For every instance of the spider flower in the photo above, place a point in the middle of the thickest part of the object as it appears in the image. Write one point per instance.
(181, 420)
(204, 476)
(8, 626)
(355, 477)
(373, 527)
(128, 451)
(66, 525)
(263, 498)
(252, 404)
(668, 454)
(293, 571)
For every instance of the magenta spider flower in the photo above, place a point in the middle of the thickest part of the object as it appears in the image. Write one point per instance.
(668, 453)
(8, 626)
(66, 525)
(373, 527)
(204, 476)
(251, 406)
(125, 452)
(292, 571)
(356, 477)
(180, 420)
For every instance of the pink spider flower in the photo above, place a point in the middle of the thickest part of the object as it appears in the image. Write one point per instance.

● Task to carry out: Transcribe the full set of records without altering a single character.

● Finished exercise:
For every instance of the spider flower in the photo above, place a point in the middle of the thickest part of the object as it appears in the image. Write one point per instance.
(181, 420)
(204, 476)
(8, 626)
(355, 477)
(373, 527)
(128, 451)
(66, 525)
(263, 498)
(252, 404)
(668, 454)
(293, 571)
For every instance of the magenta spider flower in the photo above, place a point in the middle of the thickest part of the object as it appears in the image. Write one point per instance.
(668, 453)
(8, 626)
(66, 525)
(373, 527)
(204, 476)
(251, 406)
(125, 452)
(292, 571)
(356, 477)
(180, 420)
For every instance of the pink spider flower in the photo above, place a point in the middle of the thickest part of the object as it appears in the image. Write one point per instance.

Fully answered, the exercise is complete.